* **Texto citado**:
════

Faça parte deste projeto: envie fotografias e histórias da sua família para daravolta@icloud.com.
Esta recolha resulta de uma investigação que estamos a levar a cabo no Dar a Volta sobre o QUE NOS LIGA E NOS DESLIGA da bicicleta.
As fotografias aqui expostas pertencem aos espólios das famílias dos estudantes da FMH (dos cursos de licenciatura 2015 e 2016). Esta primeira galeria é sobre as avós dos estudantes com histórias contadas no outono de 2016 e 2017. Difícil, para todos, foi conseguir datar fotografias e histórias associadas. Agradecemos a todas as famílias a partilha dos seus espólios.
Este álbum também já contém fotografias de pessoas acompanham este projeto e que contribuem enviando fotos e histórias da própria família.

Gândara, anos 40
Primeiro a história da irmã da minha bisavó contada pela minha avó. Esta então era uma gandaresa e trabalhava na agricultura, e nessa altura (anos 40) não havia mais nenhum meio de transporte na terrinha dela, assim, ela usava a bicicleta para ir para todos os lados: Quando se queria deslocar para os terrenos de cultivo, quando ia fazer compras ou até vender os próprios produtos em feiras de outras terras, quando ia á missa ou até quando ia aos domingos fazer grandes passeios com os amigos, ou seja, fazia tudo com a bicicleta em que está montada na foto ao pé da minha bisavó! A segunda história é do meu bisavô, marido da minha bisavó que está na foto em pé, que em jeito de coincidência, também usava a sua bicicleta como meio não só de transporte mas de trabalho. Era um ourives ambulante e ia às terras e casas das pessoas sempre na sua bicicleta com um saco pendurado onde tinha o ouro e as joias, era assim que vivia dia-a-dia e trabalhou muitos anos assim. No entanto, um dia após o 25 de abril, ele tinha a bicicleta parada à porta de uma taberna e esta foi-lhe roubada, perdendo assim um trabalho de uma vida inteira, algo que o traumatizou e que fez com que nunca mais trabalhasse dessa forma, nunca mais foi o mesmo. n

Figueira da Foz, anos 50
Sobre a minha avó materna: a primeira experiência que teve com uma bicicleta foi aos 12 anos, e segundo o que conta era muito difícil terem contacto porque era um objecto caro. No entanto, ainda se recordou das seguintes histórias: – Um dia, algures entre os 12 e os 15 anos, foi dar um passeio com o seu pai, meu bisavô, junto ao Rio Mondego, com bicicletas alugadas, e atropelou uma lavadeira que levava a roupa à cabeça a pé. – Durante alguns anos, juntava-se com um grupo de amigos e iam ao stand de bicicletas que havia numa esplanada na Figueira da Foz e alugavam-nas por 30 minutos/1 hora (momento registado nesta foto); – Contou também sobre uma vez que foi a S. Pedro de Moel e experimentou uma bicicleta de uma amiga e numa descida íngreme caiu.

════

* **Tarefas a resolver**:
1. Enumere todos os nomes geográficos (localidades, regiões e rios) que aparecem no texto sobre memórias de família e bicicletas.
2. Continue o texto sobre memórias de família e bicicletas a partir da última frase apresentada.
A listagem que se segue é material à parte, sem ligação ao texto sobre memórias de família e bicicletas.

════

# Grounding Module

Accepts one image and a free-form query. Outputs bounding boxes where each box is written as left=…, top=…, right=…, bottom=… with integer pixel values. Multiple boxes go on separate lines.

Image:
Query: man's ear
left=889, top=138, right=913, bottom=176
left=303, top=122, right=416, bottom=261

════

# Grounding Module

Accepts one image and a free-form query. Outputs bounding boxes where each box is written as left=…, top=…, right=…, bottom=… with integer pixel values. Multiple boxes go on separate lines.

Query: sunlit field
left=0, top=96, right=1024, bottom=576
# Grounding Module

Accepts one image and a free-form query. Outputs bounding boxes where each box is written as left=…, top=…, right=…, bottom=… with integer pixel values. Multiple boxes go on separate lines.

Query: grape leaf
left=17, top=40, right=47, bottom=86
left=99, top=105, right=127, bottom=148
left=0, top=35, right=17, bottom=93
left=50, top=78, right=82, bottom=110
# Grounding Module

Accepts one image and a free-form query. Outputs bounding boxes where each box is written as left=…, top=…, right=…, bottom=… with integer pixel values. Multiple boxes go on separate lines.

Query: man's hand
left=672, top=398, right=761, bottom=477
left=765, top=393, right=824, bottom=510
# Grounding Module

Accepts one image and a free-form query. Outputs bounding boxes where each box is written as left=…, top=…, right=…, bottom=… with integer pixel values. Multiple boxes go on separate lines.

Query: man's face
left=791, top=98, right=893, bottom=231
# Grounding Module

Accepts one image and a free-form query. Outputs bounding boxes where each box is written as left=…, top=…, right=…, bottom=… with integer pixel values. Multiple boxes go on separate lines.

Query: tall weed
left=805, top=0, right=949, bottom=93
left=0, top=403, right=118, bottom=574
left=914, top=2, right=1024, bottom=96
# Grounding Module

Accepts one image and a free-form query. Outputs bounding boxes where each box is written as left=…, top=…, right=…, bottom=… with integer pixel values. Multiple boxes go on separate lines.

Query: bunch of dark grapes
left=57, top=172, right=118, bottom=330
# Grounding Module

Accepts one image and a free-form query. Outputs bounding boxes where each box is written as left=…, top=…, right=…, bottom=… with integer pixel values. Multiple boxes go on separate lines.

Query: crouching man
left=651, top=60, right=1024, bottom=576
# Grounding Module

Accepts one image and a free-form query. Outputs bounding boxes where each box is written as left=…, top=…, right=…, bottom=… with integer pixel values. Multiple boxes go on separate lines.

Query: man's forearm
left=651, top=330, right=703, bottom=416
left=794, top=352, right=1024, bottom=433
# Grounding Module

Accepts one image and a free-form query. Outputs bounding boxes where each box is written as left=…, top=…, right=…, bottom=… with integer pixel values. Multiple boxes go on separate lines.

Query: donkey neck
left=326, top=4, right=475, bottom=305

════

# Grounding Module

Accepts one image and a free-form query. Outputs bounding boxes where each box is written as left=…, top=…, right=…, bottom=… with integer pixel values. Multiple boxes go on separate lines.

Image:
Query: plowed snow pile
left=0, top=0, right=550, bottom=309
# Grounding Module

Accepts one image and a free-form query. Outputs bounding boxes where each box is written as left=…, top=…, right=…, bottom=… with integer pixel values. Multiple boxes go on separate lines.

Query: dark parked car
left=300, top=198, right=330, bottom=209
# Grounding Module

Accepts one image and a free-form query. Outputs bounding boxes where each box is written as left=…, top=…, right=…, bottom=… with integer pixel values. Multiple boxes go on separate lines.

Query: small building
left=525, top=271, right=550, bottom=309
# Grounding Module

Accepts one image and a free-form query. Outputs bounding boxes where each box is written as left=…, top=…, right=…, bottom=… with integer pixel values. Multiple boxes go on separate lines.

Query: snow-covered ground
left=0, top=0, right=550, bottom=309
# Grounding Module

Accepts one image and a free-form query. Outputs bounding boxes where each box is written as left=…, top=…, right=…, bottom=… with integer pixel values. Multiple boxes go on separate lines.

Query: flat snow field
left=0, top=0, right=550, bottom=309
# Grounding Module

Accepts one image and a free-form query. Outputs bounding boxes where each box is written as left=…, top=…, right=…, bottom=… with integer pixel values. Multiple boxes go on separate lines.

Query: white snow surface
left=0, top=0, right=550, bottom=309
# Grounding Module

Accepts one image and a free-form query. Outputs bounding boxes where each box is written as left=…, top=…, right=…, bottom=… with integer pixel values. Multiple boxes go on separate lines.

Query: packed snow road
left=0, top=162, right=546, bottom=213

════

* **Respostas do exercício**:
1. Gândara, Figueira da Foz, Rio Mondego, S. Pedro de Moel

2.
Lisboa, anos 50
A minha avó teve a sua primeira experiência com uma bicicleta que pediu emprestada a uma amiga, no Bairro da Madre de Deus. Não sabe ao certo a razão pela qual nunca lhe deram uma bicicleta… Assim, andava “à boleia” da sua amiga, ora ela dava umas voltas, ora deixava a minha avó dar. Referiu que foi um grande desgosto de não ter um bicicleta sua. Passado uns anos, começou a namorar com o meu Avó (Mário Esteves) que tinha uma bicicleta. Conta que davam umas voltas pela província na aldeia da Columbeira. A minha avó teve a sua primeira experiência com uma bicicleta quando a pediu emprestada a uma amiga, no Bairro da Madre de Deus. Recordou que um dia, foram convidados para uma matança de porco na Usseira. Lá foram, ambos de bicicleta. Começou a chuviscar e quando iam a descer uma estrada, cada vez a bicicleta andava mais rápido e o meu Avó bem dizia “trava, trava…”. Até que a bicicleta da minha avó saiu da estrada e foi se enfiar numas silvas encostadas a um muro. Diz que ficou tão magoada, tão inchada e tão picada… que nunca mais andou de bicicleta. A minha avó diz que, depois das experiencias que viveu percebeu que nasceu para não andar de bicicleta.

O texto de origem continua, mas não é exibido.